[Source records]
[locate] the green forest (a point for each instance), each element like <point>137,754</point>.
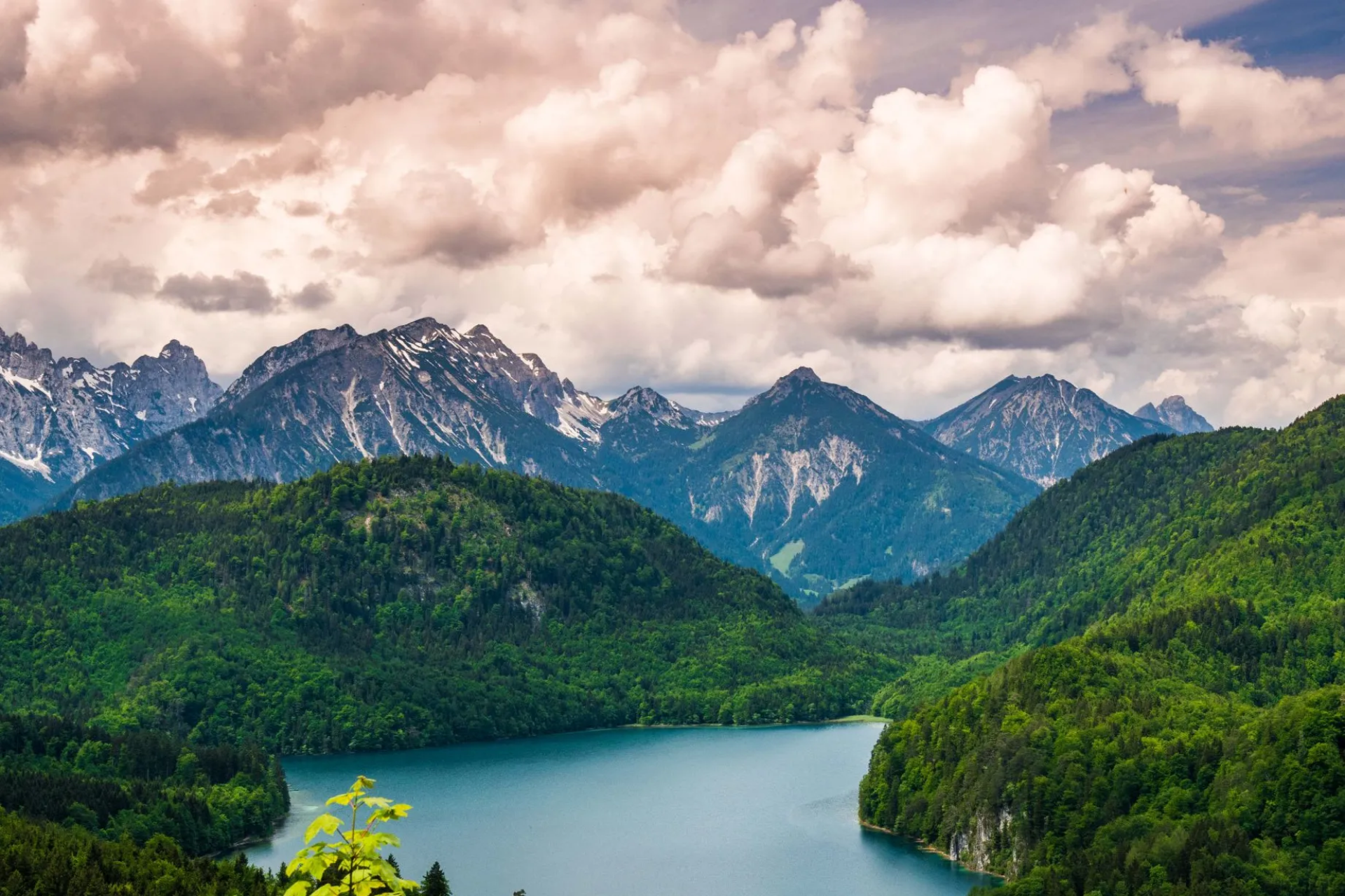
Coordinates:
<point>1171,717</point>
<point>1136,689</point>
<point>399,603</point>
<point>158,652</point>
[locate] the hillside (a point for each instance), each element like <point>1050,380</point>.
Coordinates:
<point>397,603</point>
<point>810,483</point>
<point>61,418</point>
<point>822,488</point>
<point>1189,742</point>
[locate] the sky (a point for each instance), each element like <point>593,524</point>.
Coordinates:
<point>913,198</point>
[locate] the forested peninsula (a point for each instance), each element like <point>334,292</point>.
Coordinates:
==
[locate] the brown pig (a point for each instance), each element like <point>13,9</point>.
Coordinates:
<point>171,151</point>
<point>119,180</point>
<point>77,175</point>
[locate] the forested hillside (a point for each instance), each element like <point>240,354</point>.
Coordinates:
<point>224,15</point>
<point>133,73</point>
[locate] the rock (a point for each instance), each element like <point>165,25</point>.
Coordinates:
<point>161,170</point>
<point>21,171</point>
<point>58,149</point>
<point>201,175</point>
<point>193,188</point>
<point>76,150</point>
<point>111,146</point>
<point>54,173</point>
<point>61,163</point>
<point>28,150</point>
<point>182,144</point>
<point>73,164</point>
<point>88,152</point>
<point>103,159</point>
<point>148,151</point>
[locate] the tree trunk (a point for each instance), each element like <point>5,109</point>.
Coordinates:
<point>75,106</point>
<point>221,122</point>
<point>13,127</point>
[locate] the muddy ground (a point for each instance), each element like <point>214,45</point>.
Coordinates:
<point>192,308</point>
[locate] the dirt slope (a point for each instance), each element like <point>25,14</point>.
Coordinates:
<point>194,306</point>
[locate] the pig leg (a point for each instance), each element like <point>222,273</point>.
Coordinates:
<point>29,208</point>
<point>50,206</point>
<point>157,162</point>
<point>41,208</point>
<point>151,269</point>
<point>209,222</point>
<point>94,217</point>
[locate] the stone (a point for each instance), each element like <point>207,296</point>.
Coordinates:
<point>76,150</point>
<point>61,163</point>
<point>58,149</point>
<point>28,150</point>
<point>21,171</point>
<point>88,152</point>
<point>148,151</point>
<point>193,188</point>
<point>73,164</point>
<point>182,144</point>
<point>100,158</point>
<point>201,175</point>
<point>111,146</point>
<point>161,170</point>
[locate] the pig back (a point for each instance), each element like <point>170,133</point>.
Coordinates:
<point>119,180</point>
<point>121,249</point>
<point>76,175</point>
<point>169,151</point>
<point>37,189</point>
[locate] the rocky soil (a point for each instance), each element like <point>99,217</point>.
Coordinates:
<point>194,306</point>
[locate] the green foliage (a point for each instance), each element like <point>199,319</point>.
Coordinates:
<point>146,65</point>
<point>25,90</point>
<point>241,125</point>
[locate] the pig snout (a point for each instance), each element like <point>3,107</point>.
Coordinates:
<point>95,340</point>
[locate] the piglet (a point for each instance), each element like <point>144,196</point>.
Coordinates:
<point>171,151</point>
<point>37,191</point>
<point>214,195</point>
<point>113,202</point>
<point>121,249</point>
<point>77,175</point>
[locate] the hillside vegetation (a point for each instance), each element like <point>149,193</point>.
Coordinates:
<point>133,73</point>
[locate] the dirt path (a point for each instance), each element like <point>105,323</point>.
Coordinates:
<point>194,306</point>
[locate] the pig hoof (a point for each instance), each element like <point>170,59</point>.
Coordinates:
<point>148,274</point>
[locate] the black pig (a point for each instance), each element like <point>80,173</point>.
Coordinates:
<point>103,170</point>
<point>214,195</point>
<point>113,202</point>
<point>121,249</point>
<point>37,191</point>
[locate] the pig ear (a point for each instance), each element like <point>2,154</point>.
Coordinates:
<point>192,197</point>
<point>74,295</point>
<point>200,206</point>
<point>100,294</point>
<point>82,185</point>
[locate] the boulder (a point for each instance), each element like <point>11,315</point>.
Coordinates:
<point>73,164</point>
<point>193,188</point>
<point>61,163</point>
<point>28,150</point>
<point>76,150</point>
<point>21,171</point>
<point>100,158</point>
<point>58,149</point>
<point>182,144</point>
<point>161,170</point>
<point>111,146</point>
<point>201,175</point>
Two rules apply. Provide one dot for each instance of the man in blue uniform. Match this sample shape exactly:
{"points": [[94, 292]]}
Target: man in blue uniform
==
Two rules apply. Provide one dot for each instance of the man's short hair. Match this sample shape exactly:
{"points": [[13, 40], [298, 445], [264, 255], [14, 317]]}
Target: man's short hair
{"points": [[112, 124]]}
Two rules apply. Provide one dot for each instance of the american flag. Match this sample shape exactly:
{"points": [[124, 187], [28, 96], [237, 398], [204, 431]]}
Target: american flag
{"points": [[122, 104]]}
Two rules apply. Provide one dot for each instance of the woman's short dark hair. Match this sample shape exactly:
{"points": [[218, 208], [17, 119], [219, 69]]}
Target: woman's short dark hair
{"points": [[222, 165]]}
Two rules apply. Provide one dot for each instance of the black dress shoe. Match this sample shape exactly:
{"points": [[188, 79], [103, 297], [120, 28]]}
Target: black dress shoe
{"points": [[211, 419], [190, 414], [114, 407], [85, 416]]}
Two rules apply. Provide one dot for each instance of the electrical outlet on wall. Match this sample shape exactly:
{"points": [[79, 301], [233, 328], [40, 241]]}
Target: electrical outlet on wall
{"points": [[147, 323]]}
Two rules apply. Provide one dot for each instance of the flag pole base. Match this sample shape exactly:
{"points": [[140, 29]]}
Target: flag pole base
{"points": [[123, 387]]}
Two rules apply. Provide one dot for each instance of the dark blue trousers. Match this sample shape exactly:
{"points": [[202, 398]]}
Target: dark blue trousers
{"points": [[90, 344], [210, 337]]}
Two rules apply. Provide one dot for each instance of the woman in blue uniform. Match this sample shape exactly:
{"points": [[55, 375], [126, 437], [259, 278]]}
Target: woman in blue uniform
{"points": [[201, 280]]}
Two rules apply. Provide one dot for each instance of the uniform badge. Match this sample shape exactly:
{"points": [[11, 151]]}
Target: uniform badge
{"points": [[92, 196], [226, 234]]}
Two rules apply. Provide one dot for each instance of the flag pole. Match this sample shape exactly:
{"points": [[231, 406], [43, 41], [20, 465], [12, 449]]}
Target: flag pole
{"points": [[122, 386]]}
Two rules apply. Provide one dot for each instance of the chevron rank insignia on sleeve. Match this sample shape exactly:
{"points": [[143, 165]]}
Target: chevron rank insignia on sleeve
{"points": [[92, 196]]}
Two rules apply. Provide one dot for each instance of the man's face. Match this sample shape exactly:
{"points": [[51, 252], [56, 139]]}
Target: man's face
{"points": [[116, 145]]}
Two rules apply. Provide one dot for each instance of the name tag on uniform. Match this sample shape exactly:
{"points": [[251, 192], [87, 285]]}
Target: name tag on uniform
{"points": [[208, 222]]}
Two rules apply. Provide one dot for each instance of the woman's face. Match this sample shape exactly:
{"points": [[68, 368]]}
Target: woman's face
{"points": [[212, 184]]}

**PROBLEM STATEMENT**
How many of the lines above contain the word "forested"? Give the number alone.

**RESULT BELOW**
2